### STUDY TEXT:
◇ ◇ ◇
Urban One Inc. announced the expiration and final results of its previously disclosed exchange, tender and subscription offers involving its outstanding 7.375% Senior Secured Notes due 2028.

As of 5pm ET on December 15, eligible holders tendered approximately $476.0 million in principal amount of the existing notes, representing about 97.6% of the total outstanding. The transactions included an offer to exchange existing notes for newly issued 7.625% Second Lien Senior Secured Notes due 2031 and cash, a cash tender offer capped at $185.0 million in principal amount, and a subscription offer for up to $60.6 million of new 10.500% First Lien Senior Secured Notes due 2030.

Approximately $475.5 million of existing notes were tendered into the cash tender offer, resulting in oversubscription and proration. As a result, Urban One waived the TSA minimum participation condition outlined in the exchange offering memorandum.

Holders outside of the company's supporting noteholder group subscribed to about $4.4 million of the new first lien notes prior to the expiration date. Under a transaction support agreement dated November 14, supporting noteholders are expected to backstop and purchase the remaining $56.2 million of the subscription offer.
◇ ◇ ◇
### ENTRIES SHOWN:

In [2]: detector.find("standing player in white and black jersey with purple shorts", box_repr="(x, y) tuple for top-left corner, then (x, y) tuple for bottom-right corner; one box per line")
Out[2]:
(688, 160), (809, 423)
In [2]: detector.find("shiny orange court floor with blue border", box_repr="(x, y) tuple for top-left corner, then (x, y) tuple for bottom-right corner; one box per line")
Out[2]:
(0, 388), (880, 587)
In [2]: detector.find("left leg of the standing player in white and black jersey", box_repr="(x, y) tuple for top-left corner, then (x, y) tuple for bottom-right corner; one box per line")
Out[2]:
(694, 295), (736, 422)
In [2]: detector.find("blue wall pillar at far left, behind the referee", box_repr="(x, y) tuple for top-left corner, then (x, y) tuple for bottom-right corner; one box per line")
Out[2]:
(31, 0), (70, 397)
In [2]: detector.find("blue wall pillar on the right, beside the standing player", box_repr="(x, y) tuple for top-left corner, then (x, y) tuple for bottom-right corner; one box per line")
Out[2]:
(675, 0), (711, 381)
◇ ◇ ◇
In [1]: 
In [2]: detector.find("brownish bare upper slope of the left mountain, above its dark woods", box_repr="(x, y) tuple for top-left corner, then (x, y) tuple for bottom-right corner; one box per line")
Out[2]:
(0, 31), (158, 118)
◇ ◇ ◇
### WHAT YOU SHOULD DO:
Can you extract the passage of the Urban One notes report that begins at the words "Holders outside of" and stops after "the subscription offer.", copying it word for word? These rows have nothing to do with what you're asked to do.

### WRITTEN ANSWER:
Holders outside of the company's supporting noteholder group subscribed to about $4.4 million of the new first lien notes prior to the expiration date. Under a transaction support agreement dated November 14, supporting noteholders are expected to backstop and purchase the remaining $56.2 million of the subscription offer.